-- Start PROVIDED DATA --
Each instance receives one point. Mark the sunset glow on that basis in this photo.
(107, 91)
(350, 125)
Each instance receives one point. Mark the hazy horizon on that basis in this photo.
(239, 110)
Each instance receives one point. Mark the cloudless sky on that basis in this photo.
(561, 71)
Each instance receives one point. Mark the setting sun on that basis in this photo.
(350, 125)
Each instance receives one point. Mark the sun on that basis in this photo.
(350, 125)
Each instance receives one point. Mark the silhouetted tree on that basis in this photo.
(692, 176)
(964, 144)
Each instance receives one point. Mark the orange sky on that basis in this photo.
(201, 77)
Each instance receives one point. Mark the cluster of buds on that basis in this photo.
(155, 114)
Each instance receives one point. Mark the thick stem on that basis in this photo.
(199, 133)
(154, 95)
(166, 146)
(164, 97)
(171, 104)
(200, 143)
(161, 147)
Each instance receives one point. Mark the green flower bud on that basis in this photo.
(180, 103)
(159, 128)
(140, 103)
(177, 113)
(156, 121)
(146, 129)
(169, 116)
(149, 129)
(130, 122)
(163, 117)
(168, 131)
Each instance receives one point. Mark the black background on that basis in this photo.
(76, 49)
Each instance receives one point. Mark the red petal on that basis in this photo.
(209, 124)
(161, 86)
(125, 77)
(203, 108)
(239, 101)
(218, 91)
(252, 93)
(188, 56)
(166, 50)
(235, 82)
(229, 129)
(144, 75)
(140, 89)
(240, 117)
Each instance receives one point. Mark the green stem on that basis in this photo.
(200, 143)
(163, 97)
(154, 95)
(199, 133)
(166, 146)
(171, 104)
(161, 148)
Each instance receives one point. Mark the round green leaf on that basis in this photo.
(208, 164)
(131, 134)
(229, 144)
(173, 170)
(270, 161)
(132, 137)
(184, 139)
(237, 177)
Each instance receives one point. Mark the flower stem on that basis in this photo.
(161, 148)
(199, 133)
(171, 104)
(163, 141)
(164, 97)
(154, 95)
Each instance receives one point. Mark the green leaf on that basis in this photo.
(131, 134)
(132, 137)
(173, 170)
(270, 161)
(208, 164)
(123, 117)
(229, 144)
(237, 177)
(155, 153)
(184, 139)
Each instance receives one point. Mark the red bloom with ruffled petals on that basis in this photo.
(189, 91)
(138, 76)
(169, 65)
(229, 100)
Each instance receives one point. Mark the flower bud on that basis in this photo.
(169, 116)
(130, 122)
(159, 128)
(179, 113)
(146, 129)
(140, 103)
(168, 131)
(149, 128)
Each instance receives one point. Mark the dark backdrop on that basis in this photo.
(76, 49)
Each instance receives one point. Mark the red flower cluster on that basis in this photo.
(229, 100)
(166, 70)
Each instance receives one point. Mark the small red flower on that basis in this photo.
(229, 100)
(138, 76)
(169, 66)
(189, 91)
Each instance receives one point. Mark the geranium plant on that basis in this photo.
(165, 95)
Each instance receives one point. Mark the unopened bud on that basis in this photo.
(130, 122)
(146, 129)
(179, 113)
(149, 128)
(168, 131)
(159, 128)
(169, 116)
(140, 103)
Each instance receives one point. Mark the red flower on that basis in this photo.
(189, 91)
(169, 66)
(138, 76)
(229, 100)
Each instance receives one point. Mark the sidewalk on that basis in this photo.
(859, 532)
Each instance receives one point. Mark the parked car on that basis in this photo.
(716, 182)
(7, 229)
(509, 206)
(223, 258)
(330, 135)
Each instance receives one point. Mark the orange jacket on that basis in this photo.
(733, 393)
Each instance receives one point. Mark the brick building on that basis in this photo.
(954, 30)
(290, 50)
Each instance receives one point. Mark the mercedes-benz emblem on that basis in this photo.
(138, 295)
-- End PROVIDED DATA --
- WRITTEN TASK -
In the entries above, take the line containing "Each instance receives one point. Mark the round" and each later line through the last, and repeat them exactly. Output nothing else.

- COMPLETED TASK -
Each instance receives one point. Mark the round green leaf on that basis in this photo.
(208, 164)
(131, 134)
(229, 144)
(173, 170)
(270, 161)
(132, 137)
(184, 139)
(237, 177)
Each instance receives one point. Mark the flower stem on that basis in this photo.
(161, 148)
(199, 133)
(171, 104)
(163, 141)
(164, 97)
(154, 95)
Each instance receives one point. Mark the green leaf on that basis in this photo.
(131, 134)
(132, 137)
(173, 170)
(270, 161)
(208, 164)
(123, 117)
(229, 144)
(237, 177)
(155, 153)
(184, 139)
Each instance receives one point. Mark the red bloom with ruffled petals on that basis in this photo.
(189, 91)
(138, 76)
(169, 65)
(229, 100)
Each instance receives one point. Mark the flower bud on that basis in this photo.
(169, 116)
(130, 122)
(159, 128)
(179, 113)
(146, 129)
(140, 103)
(168, 131)
(149, 128)
Each instance receives one point. Mark the dark backdrop on that basis in this photo.
(76, 49)
Each instance receives one point. Mark the red flower cluster on that basis in this photo.
(229, 100)
(166, 70)
Each instance receives one point. Mark the small red flower on that basis in this photo.
(229, 100)
(138, 76)
(169, 66)
(189, 91)
Each instance receives one point. Mark the geranium plant on that basis in this photo.
(165, 95)
Each instance receives one point. Mark the unopened bud on that basis in this photo.
(130, 122)
(146, 129)
(179, 113)
(149, 128)
(168, 131)
(159, 128)
(169, 116)
(140, 103)
Each instance receives one point. Mark the red flower on that basis in this photo.
(189, 91)
(169, 66)
(138, 76)
(229, 100)
Each instance receives one point. Mark the sidewalk on that basis in this photo.
(859, 532)
Each instance receives one point. Mark the parked car on that basis in this photo.
(716, 182)
(7, 229)
(509, 206)
(223, 258)
(330, 135)
Each instance receives one point. Mark the orange jacket on that basis in this photo.
(733, 393)
Each instance receives one point. Mark the brick building on that basis in this photo.
(954, 30)
(290, 50)
Each instance receives one point. Mark the mercedes-benz emblem on that basis in this photo.
(138, 295)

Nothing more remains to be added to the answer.